===== Data provided =====

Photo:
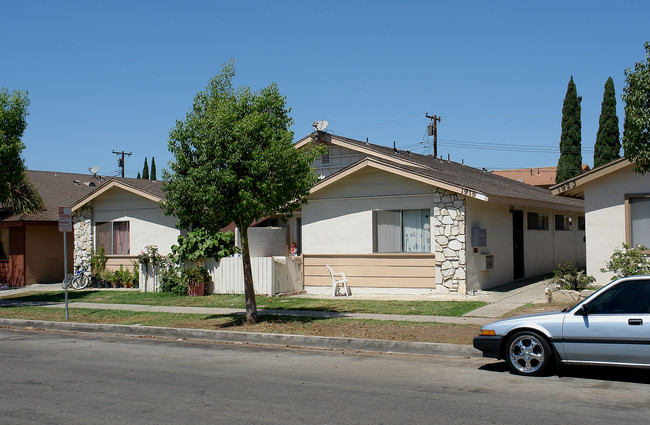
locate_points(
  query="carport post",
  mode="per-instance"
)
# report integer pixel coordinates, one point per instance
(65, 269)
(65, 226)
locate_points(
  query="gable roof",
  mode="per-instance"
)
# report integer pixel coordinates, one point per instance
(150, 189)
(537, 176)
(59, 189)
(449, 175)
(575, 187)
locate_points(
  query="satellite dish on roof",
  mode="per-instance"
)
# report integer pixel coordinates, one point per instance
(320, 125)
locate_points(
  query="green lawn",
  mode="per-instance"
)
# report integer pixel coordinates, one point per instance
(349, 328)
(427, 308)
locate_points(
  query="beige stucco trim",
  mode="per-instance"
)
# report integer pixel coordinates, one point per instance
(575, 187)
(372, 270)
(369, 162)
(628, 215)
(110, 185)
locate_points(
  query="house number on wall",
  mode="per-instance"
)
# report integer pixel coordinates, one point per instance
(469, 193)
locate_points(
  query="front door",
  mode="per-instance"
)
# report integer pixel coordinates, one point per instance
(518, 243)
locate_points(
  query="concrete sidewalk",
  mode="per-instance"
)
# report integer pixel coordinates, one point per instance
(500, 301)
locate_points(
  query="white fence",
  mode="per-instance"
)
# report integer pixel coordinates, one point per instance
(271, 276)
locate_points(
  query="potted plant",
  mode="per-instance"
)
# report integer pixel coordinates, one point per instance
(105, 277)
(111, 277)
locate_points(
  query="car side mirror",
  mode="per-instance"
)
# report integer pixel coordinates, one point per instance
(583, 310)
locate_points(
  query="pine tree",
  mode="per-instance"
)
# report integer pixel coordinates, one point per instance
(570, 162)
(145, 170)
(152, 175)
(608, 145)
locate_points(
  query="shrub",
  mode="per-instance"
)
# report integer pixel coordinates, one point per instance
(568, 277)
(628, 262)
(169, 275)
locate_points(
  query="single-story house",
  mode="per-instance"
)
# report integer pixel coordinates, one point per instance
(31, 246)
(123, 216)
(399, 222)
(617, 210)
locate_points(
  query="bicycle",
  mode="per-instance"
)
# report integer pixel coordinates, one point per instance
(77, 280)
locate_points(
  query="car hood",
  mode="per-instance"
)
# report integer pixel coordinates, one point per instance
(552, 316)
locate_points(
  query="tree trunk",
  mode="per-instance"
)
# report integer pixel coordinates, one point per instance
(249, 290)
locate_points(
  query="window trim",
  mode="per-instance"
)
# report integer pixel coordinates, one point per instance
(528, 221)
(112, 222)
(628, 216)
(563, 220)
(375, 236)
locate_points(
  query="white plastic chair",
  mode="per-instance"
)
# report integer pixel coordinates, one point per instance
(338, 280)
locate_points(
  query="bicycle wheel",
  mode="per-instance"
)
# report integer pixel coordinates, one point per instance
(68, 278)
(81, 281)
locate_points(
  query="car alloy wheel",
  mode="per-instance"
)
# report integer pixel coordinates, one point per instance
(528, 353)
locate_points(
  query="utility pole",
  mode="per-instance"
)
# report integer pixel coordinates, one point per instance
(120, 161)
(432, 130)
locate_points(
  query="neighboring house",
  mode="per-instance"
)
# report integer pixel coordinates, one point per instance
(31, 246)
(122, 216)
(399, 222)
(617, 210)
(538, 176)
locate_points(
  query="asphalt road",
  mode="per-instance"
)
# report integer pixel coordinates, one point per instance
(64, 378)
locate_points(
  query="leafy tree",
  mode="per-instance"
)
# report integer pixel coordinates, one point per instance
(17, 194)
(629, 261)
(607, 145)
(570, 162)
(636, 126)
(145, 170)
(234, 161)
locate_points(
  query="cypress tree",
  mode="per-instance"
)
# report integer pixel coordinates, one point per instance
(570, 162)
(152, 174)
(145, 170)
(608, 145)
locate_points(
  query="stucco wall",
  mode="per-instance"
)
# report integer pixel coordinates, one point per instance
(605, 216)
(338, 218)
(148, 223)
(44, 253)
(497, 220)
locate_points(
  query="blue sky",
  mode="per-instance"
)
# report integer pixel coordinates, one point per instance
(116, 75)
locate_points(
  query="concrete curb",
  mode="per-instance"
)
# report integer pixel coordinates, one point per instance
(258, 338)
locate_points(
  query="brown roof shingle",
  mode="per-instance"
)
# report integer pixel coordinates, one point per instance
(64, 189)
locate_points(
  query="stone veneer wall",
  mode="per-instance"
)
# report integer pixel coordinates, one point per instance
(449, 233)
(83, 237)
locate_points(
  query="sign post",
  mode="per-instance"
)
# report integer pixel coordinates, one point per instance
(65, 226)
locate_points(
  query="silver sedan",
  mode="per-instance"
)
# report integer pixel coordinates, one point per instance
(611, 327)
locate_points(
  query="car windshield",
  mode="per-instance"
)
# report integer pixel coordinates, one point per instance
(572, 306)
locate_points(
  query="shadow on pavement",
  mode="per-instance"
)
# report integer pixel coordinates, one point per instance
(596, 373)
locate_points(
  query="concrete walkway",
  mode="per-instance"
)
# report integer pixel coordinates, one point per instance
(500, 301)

=====
===== Data provided =====

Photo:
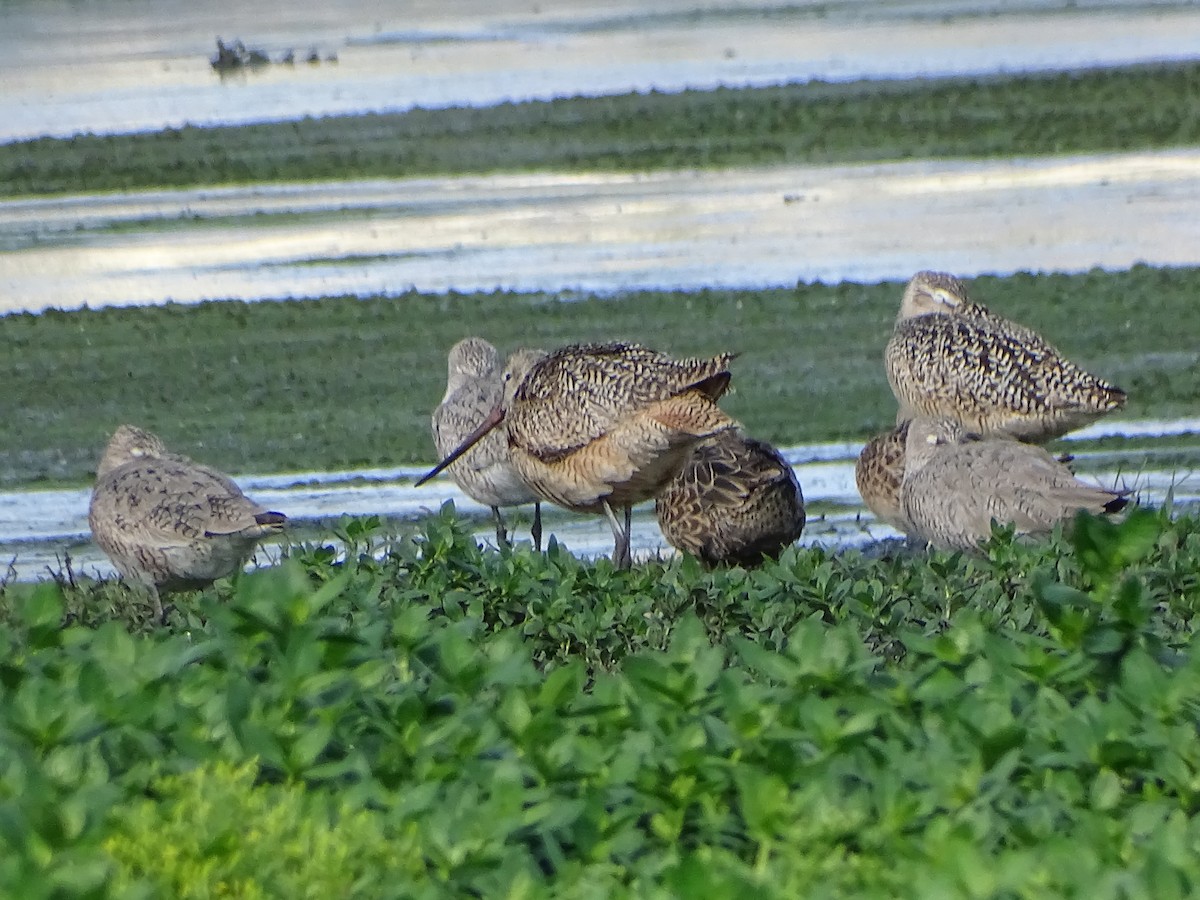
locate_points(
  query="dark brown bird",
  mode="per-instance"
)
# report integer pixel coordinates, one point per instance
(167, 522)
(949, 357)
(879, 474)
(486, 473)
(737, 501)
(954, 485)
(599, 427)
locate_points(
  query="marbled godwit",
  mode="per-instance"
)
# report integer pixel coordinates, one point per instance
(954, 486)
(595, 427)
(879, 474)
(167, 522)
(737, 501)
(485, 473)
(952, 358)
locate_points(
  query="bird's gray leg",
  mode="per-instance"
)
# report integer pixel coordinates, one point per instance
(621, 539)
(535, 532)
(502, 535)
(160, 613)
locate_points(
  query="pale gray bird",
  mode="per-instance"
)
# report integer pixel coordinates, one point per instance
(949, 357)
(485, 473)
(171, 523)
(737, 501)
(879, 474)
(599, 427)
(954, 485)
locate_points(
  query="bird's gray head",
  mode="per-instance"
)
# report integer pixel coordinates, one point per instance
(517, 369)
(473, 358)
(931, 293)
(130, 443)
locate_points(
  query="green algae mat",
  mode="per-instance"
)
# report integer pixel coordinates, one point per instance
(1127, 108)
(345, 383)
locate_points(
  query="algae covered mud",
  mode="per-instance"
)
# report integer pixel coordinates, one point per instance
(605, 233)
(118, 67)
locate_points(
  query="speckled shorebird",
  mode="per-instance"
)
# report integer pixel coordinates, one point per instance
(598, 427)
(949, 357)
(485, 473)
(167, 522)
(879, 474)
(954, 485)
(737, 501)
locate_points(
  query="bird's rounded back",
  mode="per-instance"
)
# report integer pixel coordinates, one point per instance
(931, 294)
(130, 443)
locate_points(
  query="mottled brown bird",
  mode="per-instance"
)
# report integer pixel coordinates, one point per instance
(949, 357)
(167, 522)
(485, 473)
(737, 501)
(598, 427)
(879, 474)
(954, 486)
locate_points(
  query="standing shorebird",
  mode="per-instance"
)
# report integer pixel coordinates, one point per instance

=====
===== Data provided =====

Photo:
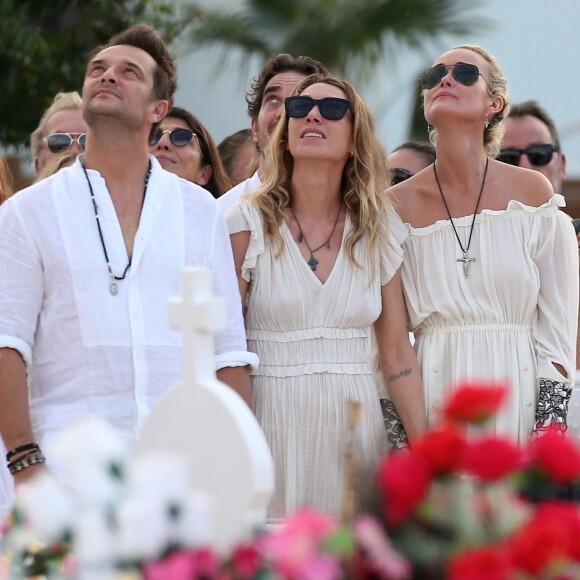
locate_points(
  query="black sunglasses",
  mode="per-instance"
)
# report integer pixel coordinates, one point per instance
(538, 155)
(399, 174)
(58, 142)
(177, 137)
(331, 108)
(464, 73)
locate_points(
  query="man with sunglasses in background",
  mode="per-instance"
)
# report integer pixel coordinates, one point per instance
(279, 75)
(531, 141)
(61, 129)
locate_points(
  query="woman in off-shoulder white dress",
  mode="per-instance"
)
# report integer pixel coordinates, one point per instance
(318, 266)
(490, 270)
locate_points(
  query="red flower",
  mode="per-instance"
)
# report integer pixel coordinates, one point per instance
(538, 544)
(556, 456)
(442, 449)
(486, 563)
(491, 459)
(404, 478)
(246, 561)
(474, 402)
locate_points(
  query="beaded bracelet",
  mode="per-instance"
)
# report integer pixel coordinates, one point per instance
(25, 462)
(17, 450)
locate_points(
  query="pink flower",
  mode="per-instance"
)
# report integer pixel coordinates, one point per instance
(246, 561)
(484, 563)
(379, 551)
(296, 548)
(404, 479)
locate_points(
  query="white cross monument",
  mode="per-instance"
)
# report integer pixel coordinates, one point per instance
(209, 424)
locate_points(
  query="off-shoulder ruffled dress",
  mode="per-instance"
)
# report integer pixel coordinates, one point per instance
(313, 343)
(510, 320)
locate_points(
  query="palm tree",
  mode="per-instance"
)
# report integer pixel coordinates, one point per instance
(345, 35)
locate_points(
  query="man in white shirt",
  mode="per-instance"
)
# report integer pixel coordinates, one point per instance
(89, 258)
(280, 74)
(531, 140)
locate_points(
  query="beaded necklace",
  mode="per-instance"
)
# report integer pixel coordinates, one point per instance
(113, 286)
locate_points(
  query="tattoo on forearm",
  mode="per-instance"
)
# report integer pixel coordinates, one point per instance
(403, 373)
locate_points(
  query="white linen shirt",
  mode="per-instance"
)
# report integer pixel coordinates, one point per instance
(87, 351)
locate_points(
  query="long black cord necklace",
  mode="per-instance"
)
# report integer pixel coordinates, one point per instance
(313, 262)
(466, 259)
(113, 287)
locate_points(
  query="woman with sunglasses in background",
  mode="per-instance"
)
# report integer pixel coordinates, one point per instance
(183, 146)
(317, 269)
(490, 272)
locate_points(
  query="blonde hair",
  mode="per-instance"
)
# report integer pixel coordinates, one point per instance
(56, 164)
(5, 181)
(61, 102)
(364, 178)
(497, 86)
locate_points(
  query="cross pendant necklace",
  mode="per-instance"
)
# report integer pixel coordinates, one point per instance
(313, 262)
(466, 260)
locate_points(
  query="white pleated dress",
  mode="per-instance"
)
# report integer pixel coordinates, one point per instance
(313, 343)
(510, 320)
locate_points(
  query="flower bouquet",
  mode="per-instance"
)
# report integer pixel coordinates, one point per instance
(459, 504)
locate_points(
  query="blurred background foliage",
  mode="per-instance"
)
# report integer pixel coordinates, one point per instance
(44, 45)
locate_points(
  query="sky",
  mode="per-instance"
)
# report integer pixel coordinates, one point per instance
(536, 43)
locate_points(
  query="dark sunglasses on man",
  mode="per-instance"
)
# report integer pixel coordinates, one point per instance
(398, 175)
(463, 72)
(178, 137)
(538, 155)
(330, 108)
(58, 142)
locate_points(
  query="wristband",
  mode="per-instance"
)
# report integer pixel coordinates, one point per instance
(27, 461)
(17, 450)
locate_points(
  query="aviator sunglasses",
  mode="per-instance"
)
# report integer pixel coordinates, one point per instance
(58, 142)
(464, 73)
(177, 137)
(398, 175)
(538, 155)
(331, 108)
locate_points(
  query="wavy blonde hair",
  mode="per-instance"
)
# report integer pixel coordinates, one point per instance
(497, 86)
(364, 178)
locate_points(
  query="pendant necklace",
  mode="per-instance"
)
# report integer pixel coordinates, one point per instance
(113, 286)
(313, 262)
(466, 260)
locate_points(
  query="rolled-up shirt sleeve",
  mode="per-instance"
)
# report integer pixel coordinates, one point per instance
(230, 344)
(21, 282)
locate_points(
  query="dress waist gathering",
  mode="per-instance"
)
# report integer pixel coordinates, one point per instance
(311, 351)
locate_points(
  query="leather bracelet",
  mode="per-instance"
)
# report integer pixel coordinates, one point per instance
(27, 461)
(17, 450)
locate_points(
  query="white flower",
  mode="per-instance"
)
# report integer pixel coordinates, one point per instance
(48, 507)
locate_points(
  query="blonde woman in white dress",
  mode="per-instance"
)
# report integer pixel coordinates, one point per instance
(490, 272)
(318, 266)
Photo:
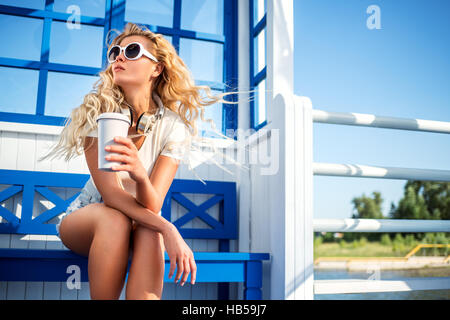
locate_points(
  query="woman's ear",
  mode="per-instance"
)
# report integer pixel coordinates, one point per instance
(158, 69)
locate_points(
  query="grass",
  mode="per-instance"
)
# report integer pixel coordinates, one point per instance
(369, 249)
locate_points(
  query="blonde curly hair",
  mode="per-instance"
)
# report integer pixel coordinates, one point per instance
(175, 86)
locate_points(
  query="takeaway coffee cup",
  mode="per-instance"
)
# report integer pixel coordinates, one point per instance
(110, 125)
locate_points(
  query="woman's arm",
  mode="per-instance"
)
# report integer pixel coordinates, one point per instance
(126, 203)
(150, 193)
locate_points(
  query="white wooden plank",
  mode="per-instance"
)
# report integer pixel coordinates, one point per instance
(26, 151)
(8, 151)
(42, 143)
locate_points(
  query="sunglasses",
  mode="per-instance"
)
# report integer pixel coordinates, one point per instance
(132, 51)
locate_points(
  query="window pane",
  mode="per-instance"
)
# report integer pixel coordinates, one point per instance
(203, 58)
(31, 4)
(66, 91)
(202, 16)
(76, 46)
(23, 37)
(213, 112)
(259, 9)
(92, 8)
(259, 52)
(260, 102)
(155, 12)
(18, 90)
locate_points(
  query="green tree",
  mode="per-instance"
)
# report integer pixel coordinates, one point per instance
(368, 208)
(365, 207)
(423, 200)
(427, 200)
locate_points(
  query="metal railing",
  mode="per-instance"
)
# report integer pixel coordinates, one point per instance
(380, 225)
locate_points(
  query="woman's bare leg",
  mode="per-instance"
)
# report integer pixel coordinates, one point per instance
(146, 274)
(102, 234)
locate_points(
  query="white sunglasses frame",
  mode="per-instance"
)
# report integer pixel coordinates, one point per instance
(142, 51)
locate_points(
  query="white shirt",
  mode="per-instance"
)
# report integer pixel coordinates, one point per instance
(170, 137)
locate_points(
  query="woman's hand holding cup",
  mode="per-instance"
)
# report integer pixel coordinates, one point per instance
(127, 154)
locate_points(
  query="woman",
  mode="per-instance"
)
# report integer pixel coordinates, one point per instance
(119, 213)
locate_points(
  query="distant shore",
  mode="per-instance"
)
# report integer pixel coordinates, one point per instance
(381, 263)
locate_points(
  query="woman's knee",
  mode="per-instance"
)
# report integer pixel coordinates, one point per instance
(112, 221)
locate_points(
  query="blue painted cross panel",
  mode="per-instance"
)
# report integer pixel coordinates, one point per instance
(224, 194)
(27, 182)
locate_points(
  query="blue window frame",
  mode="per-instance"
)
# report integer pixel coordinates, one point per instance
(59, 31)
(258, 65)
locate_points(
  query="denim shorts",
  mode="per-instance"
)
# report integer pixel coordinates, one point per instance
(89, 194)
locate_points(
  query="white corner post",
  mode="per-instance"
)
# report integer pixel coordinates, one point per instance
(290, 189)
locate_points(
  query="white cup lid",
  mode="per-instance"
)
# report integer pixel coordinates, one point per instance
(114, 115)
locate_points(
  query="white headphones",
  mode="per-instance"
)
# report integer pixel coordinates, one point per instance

=====

* Work instructions *
Which lines in the records above contain the word "background"? Locate each one and copy it out in full.

* Complete answer *
  query="man with sunglasses in background",
  query="woman with sunglasses in background",
  query="blurred background foliage",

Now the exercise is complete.